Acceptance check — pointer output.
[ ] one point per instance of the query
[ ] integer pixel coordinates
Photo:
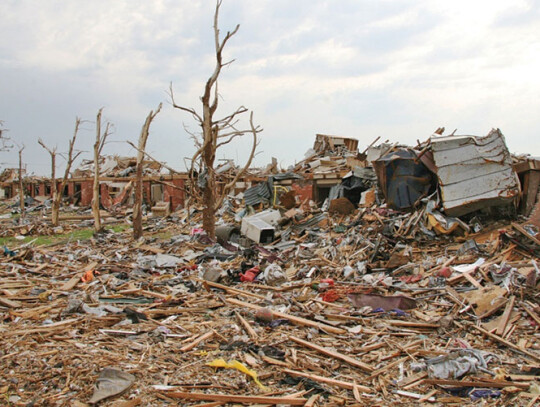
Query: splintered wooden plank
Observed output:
(506, 316)
(294, 319)
(233, 398)
(321, 379)
(336, 355)
(193, 344)
(505, 342)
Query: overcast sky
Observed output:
(353, 68)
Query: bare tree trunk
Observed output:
(21, 186)
(137, 207)
(98, 147)
(215, 133)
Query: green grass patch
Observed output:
(43, 240)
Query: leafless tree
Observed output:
(215, 134)
(101, 138)
(4, 139)
(57, 193)
(137, 207)
(21, 186)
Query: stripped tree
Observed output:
(21, 186)
(56, 193)
(137, 207)
(215, 133)
(98, 147)
(4, 139)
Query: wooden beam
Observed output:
(292, 318)
(336, 355)
(233, 398)
(505, 342)
(506, 316)
(334, 382)
(193, 344)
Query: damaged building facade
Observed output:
(462, 173)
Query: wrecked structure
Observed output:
(314, 293)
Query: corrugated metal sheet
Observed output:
(257, 194)
(474, 172)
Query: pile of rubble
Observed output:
(396, 289)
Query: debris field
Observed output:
(336, 304)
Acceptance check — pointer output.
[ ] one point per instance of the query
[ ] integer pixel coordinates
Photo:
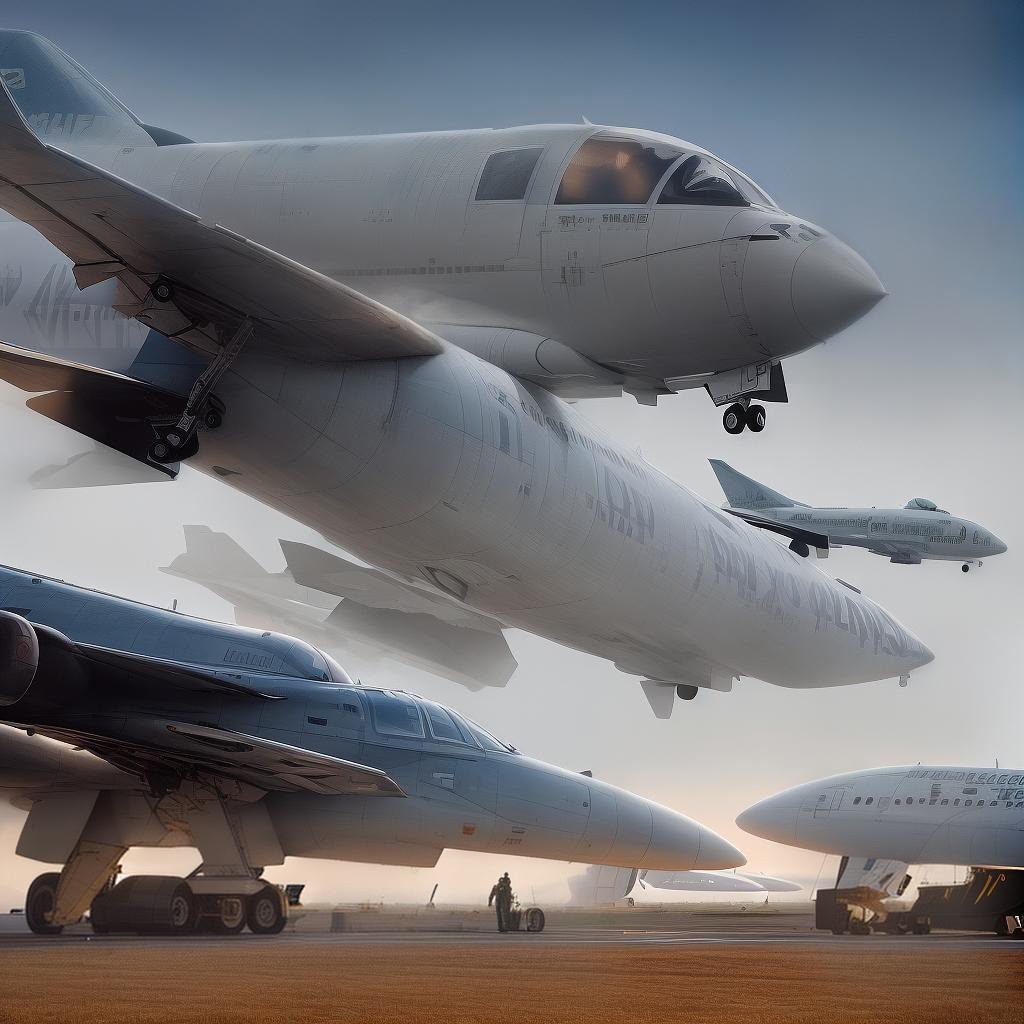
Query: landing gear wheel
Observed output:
(181, 910)
(734, 419)
(229, 919)
(265, 911)
(162, 291)
(41, 900)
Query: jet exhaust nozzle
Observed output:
(18, 657)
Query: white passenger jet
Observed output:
(908, 536)
(376, 336)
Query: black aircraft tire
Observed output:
(734, 419)
(41, 899)
(535, 919)
(265, 911)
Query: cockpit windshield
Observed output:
(924, 505)
(609, 171)
(701, 180)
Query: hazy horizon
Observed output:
(898, 127)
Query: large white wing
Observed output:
(112, 228)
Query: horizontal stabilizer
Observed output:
(333, 574)
(216, 279)
(470, 656)
(744, 493)
(107, 407)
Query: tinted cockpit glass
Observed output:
(613, 171)
(442, 725)
(394, 714)
(700, 180)
(506, 175)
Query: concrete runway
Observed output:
(745, 932)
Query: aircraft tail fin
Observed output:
(745, 493)
(600, 885)
(210, 554)
(62, 103)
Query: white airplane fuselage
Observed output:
(919, 815)
(897, 534)
(450, 468)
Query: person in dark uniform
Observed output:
(501, 897)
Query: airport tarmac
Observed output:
(585, 977)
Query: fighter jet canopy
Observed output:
(924, 505)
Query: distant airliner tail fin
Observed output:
(62, 103)
(744, 493)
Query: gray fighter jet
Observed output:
(142, 727)
(907, 536)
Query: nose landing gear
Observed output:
(742, 414)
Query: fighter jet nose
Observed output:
(833, 287)
(774, 818)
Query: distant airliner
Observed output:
(375, 336)
(908, 536)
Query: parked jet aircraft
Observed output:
(918, 815)
(392, 436)
(608, 885)
(422, 628)
(253, 747)
(905, 536)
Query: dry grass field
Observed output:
(325, 984)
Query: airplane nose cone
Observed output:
(716, 853)
(774, 818)
(679, 843)
(833, 287)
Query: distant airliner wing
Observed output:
(112, 228)
(812, 540)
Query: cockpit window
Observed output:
(925, 505)
(484, 738)
(506, 175)
(611, 171)
(442, 725)
(336, 672)
(394, 714)
(700, 180)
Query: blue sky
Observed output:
(896, 125)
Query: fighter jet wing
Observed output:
(796, 534)
(112, 228)
(111, 409)
(148, 745)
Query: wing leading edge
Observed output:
(110, 227)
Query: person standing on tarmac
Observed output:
(501, 897)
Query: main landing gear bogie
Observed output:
(163, 905)
(739, 417)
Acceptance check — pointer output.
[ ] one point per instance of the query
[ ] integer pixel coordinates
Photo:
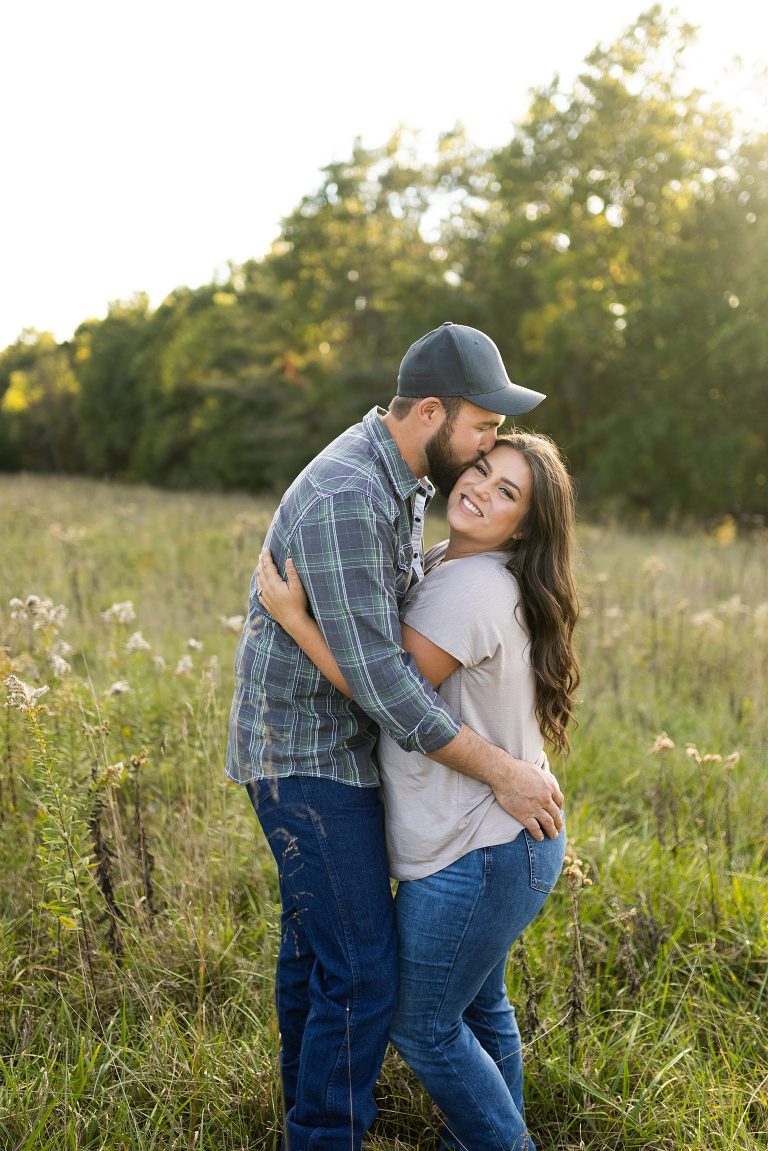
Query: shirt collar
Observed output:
(402, 478)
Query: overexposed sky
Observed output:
(145, 143)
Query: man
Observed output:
(351, 521)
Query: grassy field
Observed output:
(138, 914)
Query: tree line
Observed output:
(615, 249)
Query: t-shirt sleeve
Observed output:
(468, 607)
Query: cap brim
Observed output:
(511, 401)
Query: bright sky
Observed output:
(145, 143)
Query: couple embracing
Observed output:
(389, 721)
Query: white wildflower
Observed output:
(136, 642)
(21, 695)
(39, 611)
(59, 665)
(112, 775)
(232, 623)
(120, 687)
(120, 612)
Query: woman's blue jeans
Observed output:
(454, 1024)
(336, 978)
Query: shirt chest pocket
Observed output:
(403, 569)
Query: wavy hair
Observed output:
(541, 562)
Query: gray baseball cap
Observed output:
(456, 360)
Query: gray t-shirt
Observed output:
(470, 608)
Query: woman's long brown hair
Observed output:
(541, 562)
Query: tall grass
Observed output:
(138, 908)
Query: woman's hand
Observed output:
(284, 599)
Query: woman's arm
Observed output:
(287, 603)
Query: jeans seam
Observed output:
(344, 1051)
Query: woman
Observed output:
(492, 626)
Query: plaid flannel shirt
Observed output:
(347, 524)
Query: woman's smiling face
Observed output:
(489, 502)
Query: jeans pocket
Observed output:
(545, 860)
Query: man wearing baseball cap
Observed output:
(351, 523)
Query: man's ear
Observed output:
(431, 411)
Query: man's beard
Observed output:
(443, 469)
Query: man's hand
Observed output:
(525, 791)
(533, 797)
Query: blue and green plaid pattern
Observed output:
(347, 524)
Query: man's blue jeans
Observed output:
(336, 980)
(454, 1023)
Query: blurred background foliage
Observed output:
(615, 249)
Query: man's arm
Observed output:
(522, 789)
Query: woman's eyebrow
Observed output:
(502, 479)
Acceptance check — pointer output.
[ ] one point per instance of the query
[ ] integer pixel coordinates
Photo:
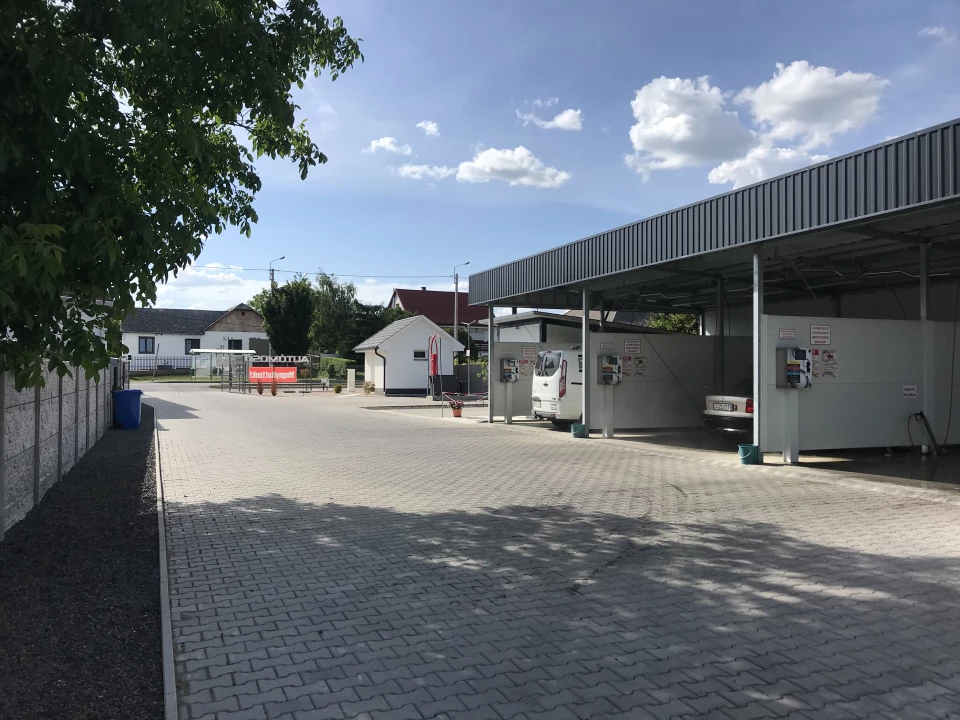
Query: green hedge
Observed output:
(334, 367)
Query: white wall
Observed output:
(892, 304)
(679, 375)
(171, 344)
(864, 405)
(403, 372)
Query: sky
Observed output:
(485, 132)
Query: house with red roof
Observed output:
(437, 306)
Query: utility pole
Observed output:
(270, 266)
(456, 301)
(282, 257)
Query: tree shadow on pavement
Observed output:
(552, 606)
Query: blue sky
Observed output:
(556, 120)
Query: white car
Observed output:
(733, 413)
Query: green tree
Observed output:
(334, 324)
(288, 313)
(675, 322)
(128, 133)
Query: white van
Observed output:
(557, 378)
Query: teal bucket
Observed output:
(749, 455)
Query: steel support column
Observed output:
(927, 342)
(721, 355)
(491, 331)
(587, 376)
(759, 411)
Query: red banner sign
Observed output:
(284, 374)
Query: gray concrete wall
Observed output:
(44, 433)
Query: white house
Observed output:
(396, 359)
(170, 334)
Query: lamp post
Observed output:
(456, 298)
(467, 327)
(270, 266)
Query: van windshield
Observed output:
(547, 364)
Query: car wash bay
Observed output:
(856, 260)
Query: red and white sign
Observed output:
(819, 334)
(284, 374)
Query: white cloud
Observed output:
(210, 288)
(418, 172)
(516, 167)
(761, 163)
(812, 103)
(429, 127)
(388, 144)
(567, 120)
(939, 32)
(684, 123)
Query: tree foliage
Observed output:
(334, 328)
(675, 322)
(128, 133)
(288, 314)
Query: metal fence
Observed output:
(160, 363)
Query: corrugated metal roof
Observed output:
(881, 181)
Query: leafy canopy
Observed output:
(675, 322)
(288, 314)
(128, 132)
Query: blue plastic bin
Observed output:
(126, 406)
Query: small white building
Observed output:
(165, 336)
(397, 358)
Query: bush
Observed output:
(333, 367)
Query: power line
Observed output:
(311, 272)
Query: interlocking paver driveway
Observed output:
(333, 562)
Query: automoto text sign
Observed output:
(284, 374)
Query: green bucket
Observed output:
(749, 455)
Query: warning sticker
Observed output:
(819, 334)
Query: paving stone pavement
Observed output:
(332, 562)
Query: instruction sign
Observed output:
(819, 334)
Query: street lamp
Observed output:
(456, 298)
(467, 327)
(270, 266)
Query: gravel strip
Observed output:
(79, 597)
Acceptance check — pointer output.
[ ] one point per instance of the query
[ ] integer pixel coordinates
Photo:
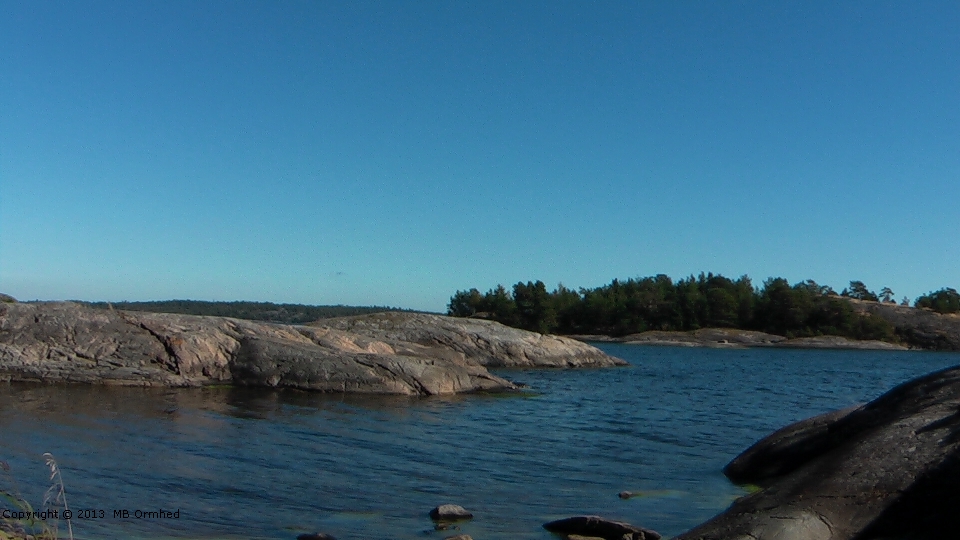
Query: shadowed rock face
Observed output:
(66, 342)
(486, 343)
(889, 469)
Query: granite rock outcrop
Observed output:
(67, 342)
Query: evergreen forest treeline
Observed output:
(704, 301)
(257, 311)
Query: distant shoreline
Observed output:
(728, 338)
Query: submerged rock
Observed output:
(598, 527)
(887, 469)
(450, 512)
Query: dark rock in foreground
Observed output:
(598, 527)
(67, 342)
(889, 469)
(315, 536)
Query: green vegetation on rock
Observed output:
(710, 300)
(945, 300)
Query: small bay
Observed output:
(258, 463)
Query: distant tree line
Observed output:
(704, 301)
(257, 311)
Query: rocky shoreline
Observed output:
(729, 338)
(392, 353)
(916, 328)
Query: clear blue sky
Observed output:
(395, 152)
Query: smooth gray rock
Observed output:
(66, 342)
(485, 343)
(919, 328)
(885, 470)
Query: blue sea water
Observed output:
(264, 464)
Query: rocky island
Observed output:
(396, 353)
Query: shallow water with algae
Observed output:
(251, 463)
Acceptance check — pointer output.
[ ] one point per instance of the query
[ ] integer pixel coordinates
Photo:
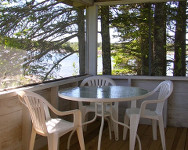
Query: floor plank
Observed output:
(176, 139)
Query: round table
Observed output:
(105, 94)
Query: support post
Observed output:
(91, 41)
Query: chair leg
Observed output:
(161, 129)
(115, 125)
(80, 137)
(134, 120)
(154, 129)
(126, 121)
(109, 126)
(32, 139)
(84, 119)
(53, 142)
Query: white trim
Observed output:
(42, 86)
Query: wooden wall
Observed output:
(15, 123)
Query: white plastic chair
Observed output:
(43, 124)
(85, 109)
(165, 89)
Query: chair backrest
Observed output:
(97, 81)
(165, 89)
(38, 110)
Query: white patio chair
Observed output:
(165, 89)
(43, 124)
(85, 109)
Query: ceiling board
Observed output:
(85, 3)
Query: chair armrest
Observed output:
(146, 102)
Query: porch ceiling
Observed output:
(84, 3)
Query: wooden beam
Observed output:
(78, 3)
(118, 2)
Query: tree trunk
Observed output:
(144, 32)
(180, 41)
(159, 52)
(106, 55)
(81, 39)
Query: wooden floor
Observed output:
(176, 139)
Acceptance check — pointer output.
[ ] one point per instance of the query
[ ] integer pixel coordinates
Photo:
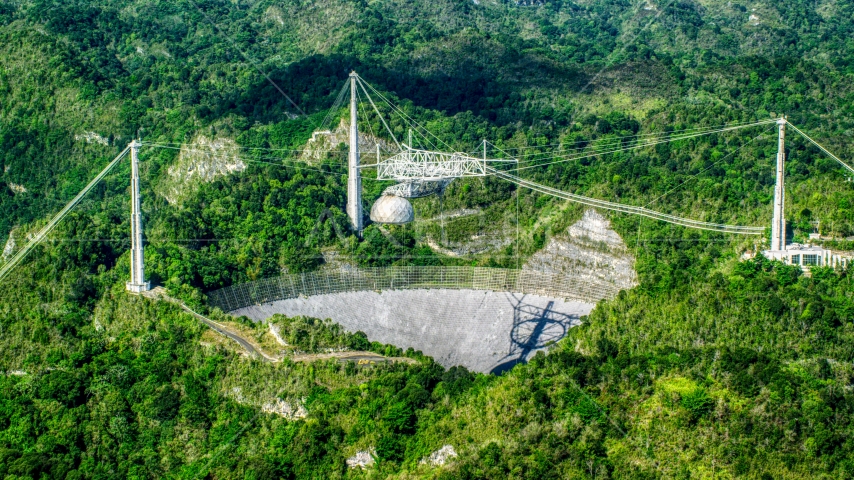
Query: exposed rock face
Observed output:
(362, 459)
(440, 456)
(202, 161)
(285, 409)
(92, 137)
(323, 141)
(291, 411)
(17, 188)
(590, 251)
(9, 249)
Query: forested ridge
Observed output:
(713, 367)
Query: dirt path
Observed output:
(362, 358)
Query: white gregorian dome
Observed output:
(392, 209)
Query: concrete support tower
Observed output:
(354, 175)
(778, 227)
(137, 283)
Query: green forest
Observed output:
(713, 367)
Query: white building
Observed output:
(809, 256)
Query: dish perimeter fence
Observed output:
(407, 278)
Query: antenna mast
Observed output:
(354, 179)
(137, 283)
(778, 227)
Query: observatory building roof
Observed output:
(392, 209)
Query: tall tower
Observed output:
(778, 227)
(137, 283)
(354, 175)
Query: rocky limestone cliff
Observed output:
(322, 141)
(590, 251)
(201, 161)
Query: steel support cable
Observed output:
(287, 163)
(820, 147)
(403, 114)
(382, 119)
(44, 231)
(635, 147)
(650, 134)
(630, 209)
(648, 143)
(610, 142)
(178, 146)
(335, 106)
(623, 145)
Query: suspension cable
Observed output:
(820, 147)
(44, 231)
(685, 222)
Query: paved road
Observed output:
(361, 358)
(160, 293)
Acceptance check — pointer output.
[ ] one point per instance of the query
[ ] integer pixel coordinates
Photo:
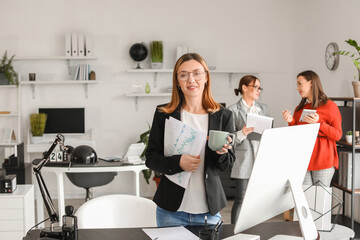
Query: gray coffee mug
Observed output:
(217, 139)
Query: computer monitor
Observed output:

================================

= TASK DESCRIPTION =
Write out the listing from the line with "Query: man's beard" to the line with "(454, 1023)", both included, as a JSON list of strings with one string per line and blank lines left out.

= COMPLETED EXERCISE =
[
  "Query: man's beard",
  "Observed output:",
  "(443, 469)",
  "Query: man's hand",
  "Observed output:",
  "(525, 791)",
  "(533, 797)",
  "Query: blue and green plaid pattern",
  "Observed output:",
  "(347, 524)",
  "Query: man's blue jeans",
  "Observed output:",
  "(336, 980)",
  "(454, 1023)"
]